> **What needs to be done**: Starting with the line that contains "# Mark the region of the saddle;" and stopping after the line that contains "M411 274L404 274L404", express each line as a row of a Markdown table with two columns: Row for its number and Line for its text, leaving out any blank lines.

> **Source data**:
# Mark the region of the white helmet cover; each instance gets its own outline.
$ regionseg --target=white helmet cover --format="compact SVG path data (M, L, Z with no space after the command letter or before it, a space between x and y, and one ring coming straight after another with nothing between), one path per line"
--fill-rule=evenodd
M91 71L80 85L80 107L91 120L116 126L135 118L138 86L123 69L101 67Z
==
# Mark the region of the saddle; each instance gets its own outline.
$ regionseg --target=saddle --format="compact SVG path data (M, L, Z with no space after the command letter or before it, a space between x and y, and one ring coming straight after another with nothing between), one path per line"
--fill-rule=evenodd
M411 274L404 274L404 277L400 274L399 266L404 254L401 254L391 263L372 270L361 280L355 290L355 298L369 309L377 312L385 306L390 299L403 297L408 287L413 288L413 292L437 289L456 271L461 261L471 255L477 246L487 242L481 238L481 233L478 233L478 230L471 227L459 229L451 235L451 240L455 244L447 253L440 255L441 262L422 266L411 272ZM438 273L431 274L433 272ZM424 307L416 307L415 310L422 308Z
...
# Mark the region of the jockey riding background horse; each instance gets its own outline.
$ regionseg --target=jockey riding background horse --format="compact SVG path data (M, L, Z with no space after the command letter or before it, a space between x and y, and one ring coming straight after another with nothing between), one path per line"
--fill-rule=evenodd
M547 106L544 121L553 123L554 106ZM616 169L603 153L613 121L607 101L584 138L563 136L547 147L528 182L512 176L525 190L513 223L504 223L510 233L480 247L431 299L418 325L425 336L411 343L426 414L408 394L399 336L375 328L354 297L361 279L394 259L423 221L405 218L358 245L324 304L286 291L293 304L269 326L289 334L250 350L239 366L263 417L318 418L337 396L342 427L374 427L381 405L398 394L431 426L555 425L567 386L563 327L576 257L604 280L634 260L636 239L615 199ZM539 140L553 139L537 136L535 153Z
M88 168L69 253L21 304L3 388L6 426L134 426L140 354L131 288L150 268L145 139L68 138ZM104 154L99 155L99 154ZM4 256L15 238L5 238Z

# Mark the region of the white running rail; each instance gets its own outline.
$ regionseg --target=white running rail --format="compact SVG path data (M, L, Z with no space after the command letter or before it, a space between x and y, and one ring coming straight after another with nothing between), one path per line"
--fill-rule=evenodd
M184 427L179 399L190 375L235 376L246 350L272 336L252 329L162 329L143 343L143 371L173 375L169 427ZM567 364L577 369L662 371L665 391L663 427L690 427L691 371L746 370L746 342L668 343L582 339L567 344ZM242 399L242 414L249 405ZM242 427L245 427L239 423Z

> **The output**:
| Row | Line |
|---|---|
| 1 | # Mark the region of the saddle; each instance gets its own outline. |
| 2 | $ regionseg --target=saddle --format="compact SVG path data (M, L, Z with no space after the command letter or before it, a space between x and y, and one ring coming straight after another with nothing between), one path per line" |
| 3 | --fill-rule=evenodd |
| 4 | M411 274L404 274L404 277L400 274L399 266L404 254L401 254L391 263L372 270L361 280L355 290L355 298L369 309L377 312L385 306L390 299L403 297L408 287L413 288L413 292L437 289L456 271L461 261L471 255L477 246L487 242L481 238L481 233L478 233L478 230L471 227L459 229L451 235L451 240L455 244L447 253L440 255L441 262L422 266L411 272ZM438 273L431 274L433 272ZM424 307L416 307L415 310L422 308Z |